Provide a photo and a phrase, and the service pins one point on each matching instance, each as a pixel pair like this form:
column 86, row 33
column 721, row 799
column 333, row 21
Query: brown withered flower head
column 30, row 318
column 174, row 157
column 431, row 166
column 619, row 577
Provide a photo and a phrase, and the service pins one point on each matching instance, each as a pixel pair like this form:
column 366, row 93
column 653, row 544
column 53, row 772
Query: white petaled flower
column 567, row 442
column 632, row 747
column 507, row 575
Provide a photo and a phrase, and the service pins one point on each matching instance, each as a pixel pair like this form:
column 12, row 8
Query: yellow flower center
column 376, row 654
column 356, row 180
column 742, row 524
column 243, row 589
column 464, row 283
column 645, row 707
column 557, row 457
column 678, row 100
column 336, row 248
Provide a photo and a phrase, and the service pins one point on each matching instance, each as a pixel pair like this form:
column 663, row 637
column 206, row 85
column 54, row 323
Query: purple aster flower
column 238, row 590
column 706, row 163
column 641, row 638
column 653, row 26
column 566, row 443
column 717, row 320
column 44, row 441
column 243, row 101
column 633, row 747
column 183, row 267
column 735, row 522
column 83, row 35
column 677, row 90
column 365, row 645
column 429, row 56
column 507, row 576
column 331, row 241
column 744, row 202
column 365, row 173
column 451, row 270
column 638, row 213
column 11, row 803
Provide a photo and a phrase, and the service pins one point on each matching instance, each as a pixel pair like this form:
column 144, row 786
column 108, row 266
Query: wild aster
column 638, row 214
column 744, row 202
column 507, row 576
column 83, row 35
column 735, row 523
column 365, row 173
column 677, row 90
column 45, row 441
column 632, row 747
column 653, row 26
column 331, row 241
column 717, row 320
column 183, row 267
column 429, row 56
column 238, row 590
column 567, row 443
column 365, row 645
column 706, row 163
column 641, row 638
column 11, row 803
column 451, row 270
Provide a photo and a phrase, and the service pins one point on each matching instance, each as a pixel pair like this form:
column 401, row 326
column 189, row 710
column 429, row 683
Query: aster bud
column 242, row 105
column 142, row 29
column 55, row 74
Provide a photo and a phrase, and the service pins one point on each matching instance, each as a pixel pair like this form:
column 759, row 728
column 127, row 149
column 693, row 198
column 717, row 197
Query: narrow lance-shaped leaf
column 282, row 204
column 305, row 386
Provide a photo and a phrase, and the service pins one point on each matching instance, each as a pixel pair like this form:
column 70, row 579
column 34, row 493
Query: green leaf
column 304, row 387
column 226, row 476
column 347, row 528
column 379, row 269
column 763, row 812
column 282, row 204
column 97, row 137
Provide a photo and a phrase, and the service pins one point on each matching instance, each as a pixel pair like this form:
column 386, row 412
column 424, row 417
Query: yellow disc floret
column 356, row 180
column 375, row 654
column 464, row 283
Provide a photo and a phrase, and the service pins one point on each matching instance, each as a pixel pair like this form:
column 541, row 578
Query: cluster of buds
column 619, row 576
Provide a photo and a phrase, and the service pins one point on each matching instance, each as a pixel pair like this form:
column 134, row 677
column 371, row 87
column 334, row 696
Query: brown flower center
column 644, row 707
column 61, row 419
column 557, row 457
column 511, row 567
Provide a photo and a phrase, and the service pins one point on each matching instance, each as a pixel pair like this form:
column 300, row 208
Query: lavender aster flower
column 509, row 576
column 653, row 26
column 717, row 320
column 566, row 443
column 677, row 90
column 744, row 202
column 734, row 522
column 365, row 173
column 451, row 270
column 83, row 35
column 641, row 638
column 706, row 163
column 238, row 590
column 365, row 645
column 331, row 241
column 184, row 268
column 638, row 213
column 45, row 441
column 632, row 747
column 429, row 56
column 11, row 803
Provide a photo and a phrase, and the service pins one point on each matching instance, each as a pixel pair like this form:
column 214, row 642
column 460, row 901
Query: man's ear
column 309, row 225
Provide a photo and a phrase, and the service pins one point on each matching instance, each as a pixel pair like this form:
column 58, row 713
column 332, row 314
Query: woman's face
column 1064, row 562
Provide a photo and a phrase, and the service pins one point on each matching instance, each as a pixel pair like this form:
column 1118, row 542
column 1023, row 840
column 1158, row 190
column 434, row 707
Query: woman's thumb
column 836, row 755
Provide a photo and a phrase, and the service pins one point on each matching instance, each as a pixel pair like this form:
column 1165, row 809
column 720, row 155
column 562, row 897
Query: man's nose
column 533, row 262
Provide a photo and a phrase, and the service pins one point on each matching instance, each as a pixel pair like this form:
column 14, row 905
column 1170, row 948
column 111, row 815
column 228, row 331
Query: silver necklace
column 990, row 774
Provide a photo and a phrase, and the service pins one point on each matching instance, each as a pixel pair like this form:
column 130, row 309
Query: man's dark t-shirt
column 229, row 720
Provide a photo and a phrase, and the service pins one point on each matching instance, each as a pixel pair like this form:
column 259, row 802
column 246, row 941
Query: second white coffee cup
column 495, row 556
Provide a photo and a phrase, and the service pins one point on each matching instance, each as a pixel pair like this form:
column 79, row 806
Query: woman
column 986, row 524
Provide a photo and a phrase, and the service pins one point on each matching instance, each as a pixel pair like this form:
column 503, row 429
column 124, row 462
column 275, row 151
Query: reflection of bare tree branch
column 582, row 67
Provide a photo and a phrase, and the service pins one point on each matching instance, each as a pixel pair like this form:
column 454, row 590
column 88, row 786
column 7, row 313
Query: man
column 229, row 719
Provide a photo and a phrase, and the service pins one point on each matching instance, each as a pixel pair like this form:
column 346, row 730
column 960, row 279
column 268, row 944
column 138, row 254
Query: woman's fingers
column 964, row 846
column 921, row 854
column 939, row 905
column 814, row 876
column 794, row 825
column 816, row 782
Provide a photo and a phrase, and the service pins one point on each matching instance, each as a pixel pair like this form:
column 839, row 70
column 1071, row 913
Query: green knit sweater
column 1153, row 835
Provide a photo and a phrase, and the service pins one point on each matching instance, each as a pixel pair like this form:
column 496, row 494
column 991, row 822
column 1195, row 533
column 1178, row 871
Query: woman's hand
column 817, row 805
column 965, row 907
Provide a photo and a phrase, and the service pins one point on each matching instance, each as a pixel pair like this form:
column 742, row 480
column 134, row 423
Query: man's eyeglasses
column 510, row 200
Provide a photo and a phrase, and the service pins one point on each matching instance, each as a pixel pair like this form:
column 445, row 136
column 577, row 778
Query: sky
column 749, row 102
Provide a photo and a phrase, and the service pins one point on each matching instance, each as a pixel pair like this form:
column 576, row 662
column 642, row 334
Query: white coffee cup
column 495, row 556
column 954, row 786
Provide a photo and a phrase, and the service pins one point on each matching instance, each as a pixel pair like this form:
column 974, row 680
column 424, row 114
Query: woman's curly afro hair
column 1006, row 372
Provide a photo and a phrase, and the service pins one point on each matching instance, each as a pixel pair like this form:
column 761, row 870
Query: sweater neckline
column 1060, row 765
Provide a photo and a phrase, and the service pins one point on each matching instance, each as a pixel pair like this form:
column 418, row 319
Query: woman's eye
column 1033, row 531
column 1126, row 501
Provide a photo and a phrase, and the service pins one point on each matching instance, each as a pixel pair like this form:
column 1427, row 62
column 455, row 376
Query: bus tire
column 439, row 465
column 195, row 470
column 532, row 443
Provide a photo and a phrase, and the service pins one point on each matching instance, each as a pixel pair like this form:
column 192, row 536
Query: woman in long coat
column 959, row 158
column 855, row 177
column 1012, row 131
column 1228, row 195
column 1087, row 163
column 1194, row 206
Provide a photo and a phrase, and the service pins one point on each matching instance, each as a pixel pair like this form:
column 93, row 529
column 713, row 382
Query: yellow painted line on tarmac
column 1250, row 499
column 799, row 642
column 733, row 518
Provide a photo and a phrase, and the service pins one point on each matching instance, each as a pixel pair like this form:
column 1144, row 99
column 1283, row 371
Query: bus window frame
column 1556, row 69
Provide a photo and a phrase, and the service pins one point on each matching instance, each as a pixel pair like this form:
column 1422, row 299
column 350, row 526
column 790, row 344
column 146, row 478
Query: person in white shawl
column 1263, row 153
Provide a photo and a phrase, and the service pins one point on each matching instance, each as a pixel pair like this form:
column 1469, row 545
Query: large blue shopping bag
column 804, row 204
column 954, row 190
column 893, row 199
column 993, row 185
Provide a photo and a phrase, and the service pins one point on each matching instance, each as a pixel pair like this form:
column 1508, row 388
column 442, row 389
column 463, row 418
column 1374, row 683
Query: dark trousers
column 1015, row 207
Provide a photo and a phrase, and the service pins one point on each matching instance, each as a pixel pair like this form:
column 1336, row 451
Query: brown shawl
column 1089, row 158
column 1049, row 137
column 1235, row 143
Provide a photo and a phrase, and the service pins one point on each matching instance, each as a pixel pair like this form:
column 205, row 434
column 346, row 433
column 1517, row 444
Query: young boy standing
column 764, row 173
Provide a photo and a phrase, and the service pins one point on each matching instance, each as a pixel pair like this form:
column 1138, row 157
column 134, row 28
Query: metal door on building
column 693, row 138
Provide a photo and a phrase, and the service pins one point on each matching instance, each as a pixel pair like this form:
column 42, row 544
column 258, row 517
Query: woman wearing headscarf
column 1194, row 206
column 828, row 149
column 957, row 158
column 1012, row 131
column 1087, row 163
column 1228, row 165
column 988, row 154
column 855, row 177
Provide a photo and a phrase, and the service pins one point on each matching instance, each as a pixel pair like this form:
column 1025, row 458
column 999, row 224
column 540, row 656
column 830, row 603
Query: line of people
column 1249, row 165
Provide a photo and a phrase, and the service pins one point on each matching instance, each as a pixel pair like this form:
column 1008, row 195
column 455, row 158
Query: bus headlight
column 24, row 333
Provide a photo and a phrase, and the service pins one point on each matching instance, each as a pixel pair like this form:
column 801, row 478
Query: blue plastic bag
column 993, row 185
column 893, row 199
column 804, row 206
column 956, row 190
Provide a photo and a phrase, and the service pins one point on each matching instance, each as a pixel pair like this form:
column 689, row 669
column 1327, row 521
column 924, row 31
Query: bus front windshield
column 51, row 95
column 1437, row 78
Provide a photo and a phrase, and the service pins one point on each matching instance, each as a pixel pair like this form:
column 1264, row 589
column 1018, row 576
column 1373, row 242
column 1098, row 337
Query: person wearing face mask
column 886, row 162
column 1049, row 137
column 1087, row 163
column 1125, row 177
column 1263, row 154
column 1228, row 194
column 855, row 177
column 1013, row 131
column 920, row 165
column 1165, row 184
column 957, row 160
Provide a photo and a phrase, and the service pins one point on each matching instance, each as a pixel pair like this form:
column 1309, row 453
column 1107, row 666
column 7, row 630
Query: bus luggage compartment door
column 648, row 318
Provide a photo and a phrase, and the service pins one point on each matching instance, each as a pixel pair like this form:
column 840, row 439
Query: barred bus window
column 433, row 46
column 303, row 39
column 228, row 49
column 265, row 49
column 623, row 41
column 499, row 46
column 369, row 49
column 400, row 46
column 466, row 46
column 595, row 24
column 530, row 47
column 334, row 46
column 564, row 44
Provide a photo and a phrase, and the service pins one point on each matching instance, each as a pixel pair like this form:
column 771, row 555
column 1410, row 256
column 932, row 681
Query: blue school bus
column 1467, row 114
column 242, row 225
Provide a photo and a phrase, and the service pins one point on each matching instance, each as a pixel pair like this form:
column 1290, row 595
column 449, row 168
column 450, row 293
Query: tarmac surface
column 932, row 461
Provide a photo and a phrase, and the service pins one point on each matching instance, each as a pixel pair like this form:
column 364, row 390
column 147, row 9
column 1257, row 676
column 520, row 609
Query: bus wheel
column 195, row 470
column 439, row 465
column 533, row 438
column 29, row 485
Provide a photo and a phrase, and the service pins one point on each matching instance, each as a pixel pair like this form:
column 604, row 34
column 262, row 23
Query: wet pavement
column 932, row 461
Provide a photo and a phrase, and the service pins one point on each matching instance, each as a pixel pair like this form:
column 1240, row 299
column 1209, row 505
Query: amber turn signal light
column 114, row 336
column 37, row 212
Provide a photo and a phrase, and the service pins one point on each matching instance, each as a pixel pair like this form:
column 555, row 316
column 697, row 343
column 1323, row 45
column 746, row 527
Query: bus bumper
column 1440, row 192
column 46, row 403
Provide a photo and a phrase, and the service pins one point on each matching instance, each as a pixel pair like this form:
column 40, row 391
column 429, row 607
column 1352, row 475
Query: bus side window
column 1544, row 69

=-=-=-=-=

:: EXERCISE DIRECTIONS ::
Rewrite the data from its beginning through the line containing "column 30, row 318", inclusive, putting "dried" in place of "withered" and changing nothing else.

:: ANSWER TO THIS EXERCISE ::
Provide a photo and a phrase, and the service pins one point on each matching instance, each as a pixel pair like this form:
column 86, row 33
column 721, row 799
column 333, row 21
Query: brown dried flower head
column 30, row 318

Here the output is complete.